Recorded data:
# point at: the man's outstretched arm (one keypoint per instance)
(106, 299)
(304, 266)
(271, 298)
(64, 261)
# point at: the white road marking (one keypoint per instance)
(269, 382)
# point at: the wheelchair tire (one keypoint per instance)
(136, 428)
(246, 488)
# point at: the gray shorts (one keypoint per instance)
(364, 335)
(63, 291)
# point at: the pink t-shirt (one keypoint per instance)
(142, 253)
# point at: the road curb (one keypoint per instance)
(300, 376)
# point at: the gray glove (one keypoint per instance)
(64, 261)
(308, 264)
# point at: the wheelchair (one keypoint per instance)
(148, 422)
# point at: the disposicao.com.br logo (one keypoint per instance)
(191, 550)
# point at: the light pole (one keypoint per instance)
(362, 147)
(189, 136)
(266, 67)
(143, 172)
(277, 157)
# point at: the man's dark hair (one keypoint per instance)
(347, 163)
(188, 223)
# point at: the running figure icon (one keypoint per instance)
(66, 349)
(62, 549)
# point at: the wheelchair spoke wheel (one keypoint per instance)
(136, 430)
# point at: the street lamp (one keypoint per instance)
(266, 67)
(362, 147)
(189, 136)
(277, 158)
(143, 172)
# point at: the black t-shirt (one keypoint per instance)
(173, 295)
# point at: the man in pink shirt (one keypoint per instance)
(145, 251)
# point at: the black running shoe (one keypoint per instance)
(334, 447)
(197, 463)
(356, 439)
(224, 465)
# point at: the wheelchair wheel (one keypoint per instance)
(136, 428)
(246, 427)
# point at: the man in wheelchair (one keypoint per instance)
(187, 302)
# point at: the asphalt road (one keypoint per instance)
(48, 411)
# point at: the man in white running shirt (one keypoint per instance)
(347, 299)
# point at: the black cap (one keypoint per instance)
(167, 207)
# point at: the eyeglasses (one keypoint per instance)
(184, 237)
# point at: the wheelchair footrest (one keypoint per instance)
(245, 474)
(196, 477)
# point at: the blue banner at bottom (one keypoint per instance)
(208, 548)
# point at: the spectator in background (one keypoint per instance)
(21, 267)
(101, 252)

## WHAT THE EXERCISE ASKS
Transcribe each entry exactly.

## EXPECTED OUTPUT
# point at: the man's outstretched arm (one keypoint per instance)
(106, 299)
(304, 266)
(271, 298)
(64, 261)
# point at: the white road marking (one keypoint per instance)
(269, 382)
# point at: the wheelchair tire (one keypoint per instance)
(136, 428)
(246, 488)
# point at: the gray shorts (one keypoint per instance)
(364, 335)
(63, 291)
# point at: the pink t-shirt (one keypoint per instance)
(142, 253)
# point at: the road curb (one keypoint per instance)
(300, 376)
# point at: the gray glove (one keypoint per instance)
(64, 261)
(308, 264)
# point at: the wheelchair (one keypoint per instance)
(148, 422)
# point at: the disposicao.com.br logo (one keypoint per instance)
(191, 550)
# point at: the light pole (one keypoint per instance)
(362, 147)
(189, 136)
(266, 67)
(143, 172)
(277, 157)
# point at: the man's dark hair (one keypoint per instance)
(347, 163)
(188, 223)
# point at: the running figure icon (one keypoint per instance)
(66, 349)
(62, 549)
# point at: the wheelchair spoke wheel (one keypoint per instance)
(136, 430)
# point at: the street lamp (one keypoint per instance)
(266, 67)
(362, 147)
(189, 136)
(277, 158)
(143, 172)
# point at: the black t-shirt (one keypoint per instance)
(173, 295)
# point at: the man in pink shirt (one keypoint per instance)
(145, 251)
# point at: the black running shoe (one keypoint per instance)
(334, 447)
(197, 463)
(356, 439)
(224, 465)
# point at: the wheelchair wheel (one keypoint per instance)
(136, 428)
(246, 427)
# point at: the man in wheelchair (one keypoint per instance)
(187, 302)
# point at: the asphalt road (one keypoint per instance)
(48, 411)
# point at: the man in white running shirt (one keypoint per instance)
(347, 299)
# point at: the black cap (one keypoint per instance)
(167, 207)
# point at: the eyeglasses (one keypoint per instance)
(184, 237)
# point at: the wheelchair footrest (one keypoint per instance)
(245, 474)
(196, 477)
# point at: the blue banner at bottom (one keypoint per instance)
(208, 548)
# point at: the spectator in background (one keypoint per instance)
(21, 267)
(101, 252)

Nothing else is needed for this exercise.